| Task requirements |
Pick out and copy every line of the records below that contains the word "hair".

| Provided entries |
━━━━━━━━━━━━━━━━

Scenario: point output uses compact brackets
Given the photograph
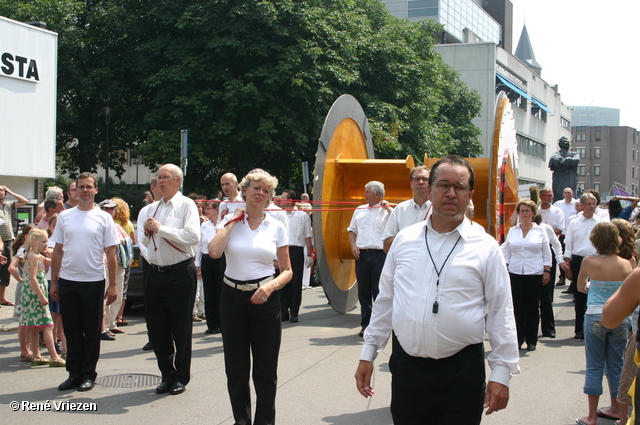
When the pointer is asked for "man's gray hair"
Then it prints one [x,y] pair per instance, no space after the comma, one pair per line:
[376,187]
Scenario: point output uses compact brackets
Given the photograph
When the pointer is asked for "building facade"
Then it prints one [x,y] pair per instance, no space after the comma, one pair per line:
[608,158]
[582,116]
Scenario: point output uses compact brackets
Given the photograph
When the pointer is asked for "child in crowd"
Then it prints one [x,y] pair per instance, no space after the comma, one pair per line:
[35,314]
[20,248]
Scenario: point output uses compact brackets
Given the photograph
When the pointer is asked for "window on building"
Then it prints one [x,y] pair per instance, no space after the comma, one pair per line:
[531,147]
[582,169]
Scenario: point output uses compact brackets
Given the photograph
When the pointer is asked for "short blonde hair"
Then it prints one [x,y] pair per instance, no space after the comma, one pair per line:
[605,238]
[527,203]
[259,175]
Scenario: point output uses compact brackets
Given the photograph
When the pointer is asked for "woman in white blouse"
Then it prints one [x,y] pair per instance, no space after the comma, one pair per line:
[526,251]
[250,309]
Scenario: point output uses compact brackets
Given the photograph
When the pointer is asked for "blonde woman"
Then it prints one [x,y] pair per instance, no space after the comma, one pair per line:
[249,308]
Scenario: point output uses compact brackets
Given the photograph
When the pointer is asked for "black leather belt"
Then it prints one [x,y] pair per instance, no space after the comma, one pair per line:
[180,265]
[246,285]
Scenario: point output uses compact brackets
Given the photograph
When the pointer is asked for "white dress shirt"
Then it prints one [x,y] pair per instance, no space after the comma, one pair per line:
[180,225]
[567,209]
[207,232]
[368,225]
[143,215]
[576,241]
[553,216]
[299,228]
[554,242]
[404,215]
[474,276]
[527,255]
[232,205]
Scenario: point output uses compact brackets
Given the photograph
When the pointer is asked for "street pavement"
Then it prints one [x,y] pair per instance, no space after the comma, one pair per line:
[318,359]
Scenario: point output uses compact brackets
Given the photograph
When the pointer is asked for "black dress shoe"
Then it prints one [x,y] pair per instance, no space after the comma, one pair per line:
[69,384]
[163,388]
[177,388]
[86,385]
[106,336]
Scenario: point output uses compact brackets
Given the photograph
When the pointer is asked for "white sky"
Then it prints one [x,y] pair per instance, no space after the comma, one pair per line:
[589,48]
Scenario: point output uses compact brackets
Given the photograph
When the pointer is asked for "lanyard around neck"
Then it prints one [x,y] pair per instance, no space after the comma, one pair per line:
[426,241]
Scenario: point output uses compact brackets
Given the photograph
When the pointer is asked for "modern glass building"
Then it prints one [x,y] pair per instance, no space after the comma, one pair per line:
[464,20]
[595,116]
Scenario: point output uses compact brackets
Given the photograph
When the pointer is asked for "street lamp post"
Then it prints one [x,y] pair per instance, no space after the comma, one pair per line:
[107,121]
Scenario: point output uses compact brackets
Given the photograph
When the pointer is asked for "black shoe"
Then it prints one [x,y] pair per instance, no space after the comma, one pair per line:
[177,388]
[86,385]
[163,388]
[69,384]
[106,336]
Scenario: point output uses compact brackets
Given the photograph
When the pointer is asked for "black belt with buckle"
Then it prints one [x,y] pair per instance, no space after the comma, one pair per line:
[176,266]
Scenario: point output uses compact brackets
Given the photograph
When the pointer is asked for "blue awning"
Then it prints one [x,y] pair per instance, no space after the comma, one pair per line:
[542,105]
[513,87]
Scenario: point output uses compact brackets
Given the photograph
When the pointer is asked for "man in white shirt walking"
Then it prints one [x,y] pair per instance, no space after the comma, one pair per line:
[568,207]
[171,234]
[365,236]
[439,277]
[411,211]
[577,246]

━━━━━━━━━━━━━━━━

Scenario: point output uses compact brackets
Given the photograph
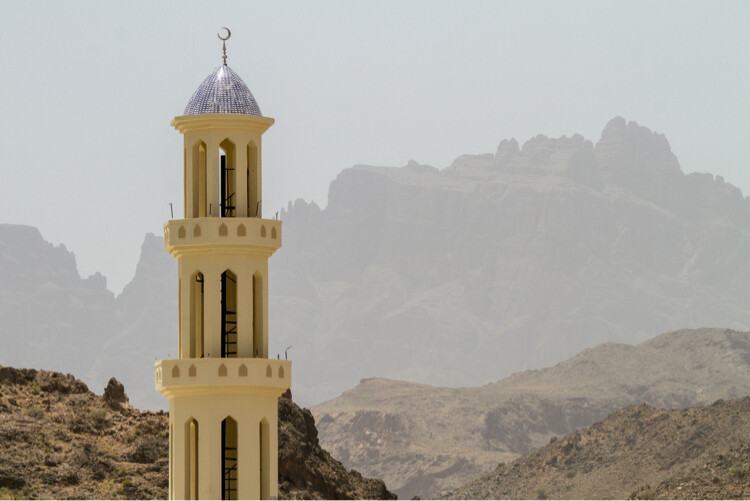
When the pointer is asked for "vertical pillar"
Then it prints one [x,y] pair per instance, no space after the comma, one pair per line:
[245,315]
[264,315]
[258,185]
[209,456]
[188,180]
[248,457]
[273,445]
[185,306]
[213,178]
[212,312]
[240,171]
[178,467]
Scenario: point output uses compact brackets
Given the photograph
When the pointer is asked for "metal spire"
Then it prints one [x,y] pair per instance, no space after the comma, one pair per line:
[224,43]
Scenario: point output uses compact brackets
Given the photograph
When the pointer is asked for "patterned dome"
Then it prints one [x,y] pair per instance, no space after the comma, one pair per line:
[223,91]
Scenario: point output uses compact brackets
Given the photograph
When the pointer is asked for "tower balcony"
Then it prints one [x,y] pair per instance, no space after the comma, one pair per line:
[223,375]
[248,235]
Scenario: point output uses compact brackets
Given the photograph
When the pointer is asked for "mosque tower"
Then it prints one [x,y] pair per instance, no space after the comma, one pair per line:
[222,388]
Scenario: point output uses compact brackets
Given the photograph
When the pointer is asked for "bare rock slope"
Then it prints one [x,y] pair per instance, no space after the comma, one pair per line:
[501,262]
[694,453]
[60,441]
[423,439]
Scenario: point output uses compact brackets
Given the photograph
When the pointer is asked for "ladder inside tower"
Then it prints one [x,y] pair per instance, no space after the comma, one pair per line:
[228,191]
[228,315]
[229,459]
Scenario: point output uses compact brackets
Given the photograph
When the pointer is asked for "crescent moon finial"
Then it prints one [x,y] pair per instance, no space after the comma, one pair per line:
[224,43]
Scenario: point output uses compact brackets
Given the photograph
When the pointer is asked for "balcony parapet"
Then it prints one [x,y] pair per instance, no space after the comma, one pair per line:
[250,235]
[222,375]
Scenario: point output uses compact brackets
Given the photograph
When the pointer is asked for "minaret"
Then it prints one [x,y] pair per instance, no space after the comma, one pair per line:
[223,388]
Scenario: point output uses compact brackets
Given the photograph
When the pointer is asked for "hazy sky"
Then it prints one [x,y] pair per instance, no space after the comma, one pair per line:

━━━━━━━━━━━━━━━━

| Result |
When the pointer is asked for "man's gray hair"
When the pointer is asked for "short blonde hair"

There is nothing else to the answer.